Write out the entries verbatim and leave the images out of the copy.

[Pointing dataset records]
----

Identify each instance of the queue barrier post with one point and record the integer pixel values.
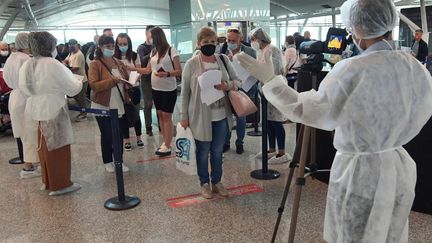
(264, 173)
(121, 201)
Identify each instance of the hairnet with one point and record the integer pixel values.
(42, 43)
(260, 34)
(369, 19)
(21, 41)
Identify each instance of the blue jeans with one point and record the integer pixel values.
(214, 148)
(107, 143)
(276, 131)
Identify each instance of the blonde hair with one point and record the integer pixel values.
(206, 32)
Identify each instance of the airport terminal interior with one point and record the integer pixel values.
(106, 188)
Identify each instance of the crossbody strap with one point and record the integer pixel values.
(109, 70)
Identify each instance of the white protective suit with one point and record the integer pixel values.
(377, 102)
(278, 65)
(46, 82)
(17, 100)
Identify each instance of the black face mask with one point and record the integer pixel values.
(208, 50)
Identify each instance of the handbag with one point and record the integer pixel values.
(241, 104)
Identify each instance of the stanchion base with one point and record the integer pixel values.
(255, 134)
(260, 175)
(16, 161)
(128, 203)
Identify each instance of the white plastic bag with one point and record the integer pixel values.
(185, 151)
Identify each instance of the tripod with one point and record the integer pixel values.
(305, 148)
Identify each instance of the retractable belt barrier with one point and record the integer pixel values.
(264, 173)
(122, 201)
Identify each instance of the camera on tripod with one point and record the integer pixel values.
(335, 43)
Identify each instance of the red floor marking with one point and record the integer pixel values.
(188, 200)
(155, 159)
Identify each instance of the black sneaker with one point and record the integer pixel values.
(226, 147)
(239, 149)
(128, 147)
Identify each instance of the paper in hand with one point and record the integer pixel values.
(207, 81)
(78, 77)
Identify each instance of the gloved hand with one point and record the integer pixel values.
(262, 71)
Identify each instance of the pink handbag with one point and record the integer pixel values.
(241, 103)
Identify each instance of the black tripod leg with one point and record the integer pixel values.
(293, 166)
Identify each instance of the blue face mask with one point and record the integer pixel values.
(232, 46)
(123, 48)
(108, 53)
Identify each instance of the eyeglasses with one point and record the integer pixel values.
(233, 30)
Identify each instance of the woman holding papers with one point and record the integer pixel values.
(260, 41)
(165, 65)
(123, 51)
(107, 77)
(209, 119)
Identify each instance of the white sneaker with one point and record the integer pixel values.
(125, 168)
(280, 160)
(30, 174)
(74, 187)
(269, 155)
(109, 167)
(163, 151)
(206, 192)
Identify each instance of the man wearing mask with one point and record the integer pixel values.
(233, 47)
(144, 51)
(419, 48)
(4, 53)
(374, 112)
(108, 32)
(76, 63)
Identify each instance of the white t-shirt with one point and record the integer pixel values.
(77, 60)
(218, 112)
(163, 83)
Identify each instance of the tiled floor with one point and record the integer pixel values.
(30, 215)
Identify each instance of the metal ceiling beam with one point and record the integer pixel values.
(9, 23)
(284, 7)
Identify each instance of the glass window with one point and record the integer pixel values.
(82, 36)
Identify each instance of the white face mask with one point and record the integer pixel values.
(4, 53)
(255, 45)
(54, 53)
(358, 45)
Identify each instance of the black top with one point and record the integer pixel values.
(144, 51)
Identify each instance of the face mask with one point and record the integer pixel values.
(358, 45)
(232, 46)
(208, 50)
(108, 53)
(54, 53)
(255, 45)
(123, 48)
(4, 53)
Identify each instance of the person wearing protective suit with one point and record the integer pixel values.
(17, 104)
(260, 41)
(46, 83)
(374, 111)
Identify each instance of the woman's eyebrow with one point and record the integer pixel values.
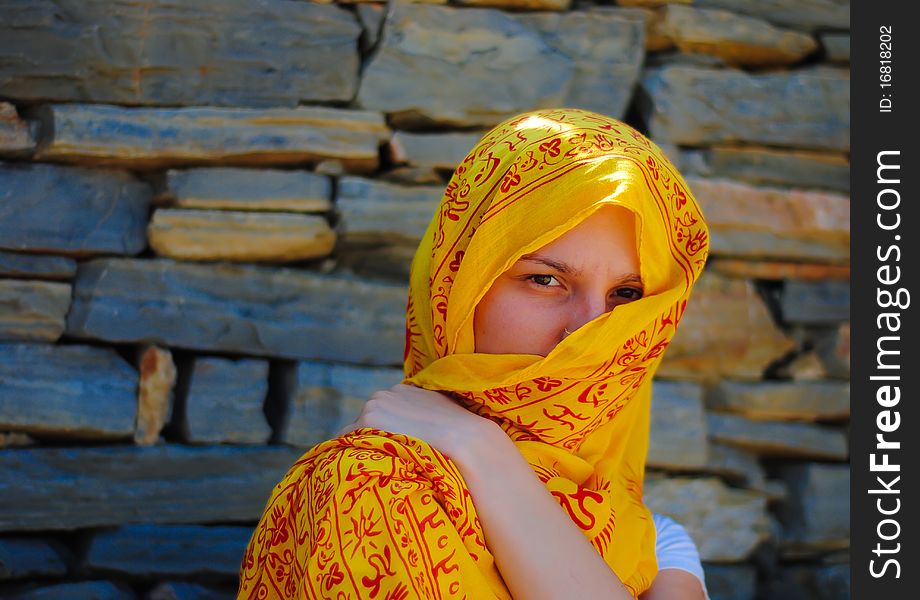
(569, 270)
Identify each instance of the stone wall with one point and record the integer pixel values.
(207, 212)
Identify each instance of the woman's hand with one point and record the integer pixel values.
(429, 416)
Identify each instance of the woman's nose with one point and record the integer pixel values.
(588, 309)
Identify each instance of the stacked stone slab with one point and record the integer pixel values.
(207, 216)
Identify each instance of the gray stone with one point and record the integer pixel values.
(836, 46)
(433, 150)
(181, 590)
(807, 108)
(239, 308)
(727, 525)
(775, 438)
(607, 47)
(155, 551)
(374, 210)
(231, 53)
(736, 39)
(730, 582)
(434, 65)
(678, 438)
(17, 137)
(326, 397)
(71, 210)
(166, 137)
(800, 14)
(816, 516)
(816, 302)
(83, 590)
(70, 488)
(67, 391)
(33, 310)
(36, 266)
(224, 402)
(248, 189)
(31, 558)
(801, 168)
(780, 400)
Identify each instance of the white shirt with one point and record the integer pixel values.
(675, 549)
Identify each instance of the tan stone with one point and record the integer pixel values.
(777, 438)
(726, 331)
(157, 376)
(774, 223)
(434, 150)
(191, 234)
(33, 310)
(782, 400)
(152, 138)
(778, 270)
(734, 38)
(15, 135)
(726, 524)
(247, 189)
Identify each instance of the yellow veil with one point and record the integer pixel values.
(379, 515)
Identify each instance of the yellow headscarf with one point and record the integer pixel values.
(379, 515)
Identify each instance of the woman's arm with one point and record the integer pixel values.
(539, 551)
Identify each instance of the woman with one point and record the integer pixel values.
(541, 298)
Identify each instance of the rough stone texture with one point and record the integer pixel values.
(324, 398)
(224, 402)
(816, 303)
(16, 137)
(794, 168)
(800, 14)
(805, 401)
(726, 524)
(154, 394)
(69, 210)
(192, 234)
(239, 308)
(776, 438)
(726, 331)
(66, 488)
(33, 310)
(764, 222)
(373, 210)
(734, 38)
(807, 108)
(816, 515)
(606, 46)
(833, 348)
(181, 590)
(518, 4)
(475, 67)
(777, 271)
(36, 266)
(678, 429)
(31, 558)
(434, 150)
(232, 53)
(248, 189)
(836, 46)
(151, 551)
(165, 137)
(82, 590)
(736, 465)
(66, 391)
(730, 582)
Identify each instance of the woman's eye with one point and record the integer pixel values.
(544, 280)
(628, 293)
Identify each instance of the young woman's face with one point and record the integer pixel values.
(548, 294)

----

● RESULT:
Identify each instance of the queue barrier post with one point and record the integer pixel values.
(264, 173)
(121, 201)
Identify each instance of the hairnet with one point and record the integer pixel values.
(42, 43)
(260, 34)
(369, 19)
(21, 41)
Identify each instance of the blue jeans with one point and record the integer pixel values.
(214, 148)
(107, 143)
(276, 131)
Identify each instance of the blonde hair with one point and record the integer pixel values.
(206, 32)
Identify each instance of the airport terminal interior with one point and record the integer pixel values.
(106, 188)
Identify each instance of the crossbody strap with one point and record the integer pixel values.
(109, 70)
Identify each instance of the white protective suit with one point and record the integer pixel values.
(377, 102)
(278, 65)
(46, 82)
(17, 100)
Identify each instance of the black face mask with one point and record the integer pixel values.
(208, 50)
Identify each instance of the handbag with one point and record the integer pixel values.
(241, 104)
Identify each instance of the stanchion base with one point and record the integer pixel values.
(255, 134)
(260, 175)
(16, 161)
(128, 203)
Identify each instance of the white plastic bag with one point and record the integer pixel values.
(185, 151)
Identify each instance of the tripod with one point and record the integer pixel values.
(305, 148)
Identify each instance of the retractable belt barrier with one point and record the integer pixel values.
(264, 173)
(122, 201)
Identify each instance of the camera on tripod with one point and record the integer pixel values.
(335, 43)
Identify each instance of the red floor marking with one point and record the integer pixel values.
(188, 200)
(155, 159)
Identify each instance of the black sneaker with one point and record the integer pixel values.
(226, 147)
(239, 149)
(128, 147)
Identify each instance of the paper in hand with one point and record the integer pixel values.
(207, 81)
(78, 77)
Identify each instance of the gloved hand with one point and record the integer pixel values.
(262, 71)
Identify each instance of the pink handbag with one point and record the integer pixel values.
(241, 103)
Identify each instance of the black tripod leg with one point and record the integer pixel values.
(293, 166)
Identify each instance of the blue face mask with one point and record the integer pixel values.
(232, 46)
(123, 48)
(108, 53)
Identify each instance of the eyeglasses with one point and record the integer pixel values.
(233, 30)
Identify each instance of the woman holding papers with one point and record the integer pixel values.
(260, 41)
(165, 65)
(123, 51)
(107, 77)
(209, 119)
Identify each instance of the white sneaker with one point and record the integer pixel values.
(125, 168)
(280, 160)
(30, 174)
(74, 187)
(269, 155)
(109, 167)
(163, 151)
(206, 192)
Identify each instance of the man wearing mask with one point and record the integer pixel values.
(233, 47)
(144, 51)
(419, 48)
(4, 53)
(374, 112)
(108, 32)
(76, 63)
Identify each instance of the white t-shirt with one point and record the integer pixel values.
(77, 60)
(218, 112)
(163, 83)
Identify each instance of the tiled floor with one point and record the integer pixel values.
(30, 215)
Identify each instance of the metal ceiling beam with one point and record the integer pixel values.
(9, 23)
(284, 7)
Identify each instance of the glass window with one point and record the integer pixel values.
(82, 36)
Identify each instance of the white face mask with one point and record the integer pixel values.
(4, 53)
(255, 45)
(54, 53)
(358, 45)
Identify each instance of the black top with one point and record the integer pixel values.
(144, 51)
Identify each instance of the face mask with one point and record the integer pixel values.
(358, 45)
(232, 46)
(208, 50)
(108, 53)
(54, 53)
(255, 45)
(123, 48)
(4, 53)
Identify each instance of the person wearing protective suit with one point and record the integer pixel values.
(17, 104)
(260, 41)
(46, 83)
(374, 111)
Identify each instance of the woman's eyebrow with one point and record the integer pixel values.
(569, 270)
Identify each instance of the stone wall with one point and record the integer pixel values.
(207, 212)
Identify each instance of the woman's hand with one point and record the integer pixel values.
(429, 416)
Identify each instance of the woman's nose with one point and record the integer pixel values.
(588, 309)
Identify each instance of the stacked stone slab with one point and record the integer pixel values.
(207, 216)
Identify each instance of the gray stone with one point and record the integer pixel values.
(836, 46)
(433, 150)
(181, 590)
(807, 108)
(239, 308)
(727, 525)
(775, 438)
(607, 47)
(155, 551)
(374, 210)
(231, 53)
(736, 39)
(730, 582)
(434, 65)
(678, 438)
(17, 137)
(326, 397)
(71, 210)
(166, 137)
(800, 14)
(816, 516)
(816, 302)
(83, 590)
(70, 488)
(67, 391)
(33, 310)
(36, 266)
(224, 402)
(248, 189)
(31, 558)
(801, 168)
(780, 400)
Identify each instance of the white shirt with one point and record the integer pixel values.
(675, 549)
Identify each instance of the tan stone with one point and record the integer pixel values.
(777, 438)
(726, 331)
(157, 376)
(774, 223)
(434, 150)
(191, 234)
(33, 310)
(782, 400)
(152, 138)
(778, 270)
(734, 38)
(15, 135)
(726, 524)
(247, 189)
Identify each instance of the yellow veil with one point and record the integer pixel values.
(379, 515)
Identify each instance of the yellow headscarf with one point and record the integer pixel values.
(379, 515)
Identify each instance of the woman's arm with one point and record the integer pixel values.
(539, 551)
Identify each instance of the woman with one point and record the integer pixel values.
(541, 298)
Identify each instance of the rough stone texture with one point and record the integer pixel values.
(324, 398)
(224, 402)
(816, 303)
(16, 137)
(794, 168)
(800, 14)
(805, 401)
(726, 524)
(154, 394)
(69, 210)
(192, 234)
(239, 308)
(776, 438)
(726, 331)
(66, 488)
(33, 310)
(764, 222)
(373, 210)
(734, 38)
(807, 108)
(816, 515)
(606, 46)
(833, 348)
(181, 590)
(518, 4)
(475, 67)
(777, 271)
(36, 266)
(678, 429)
(31, 558)
(434, 150)
(232, 53)
(248, 189)
(836, 46)
(151, 551)
(165, 137)
(82, 590)
(736, 465)
(66, 391)
(730, 582)
Identify each instance of the woman's eye with one point and record the integer pixel values.
(544, 280)
(628, 293)
Identify each instance of the young woman's face with one point and record the integer pixel values.
(548, 294)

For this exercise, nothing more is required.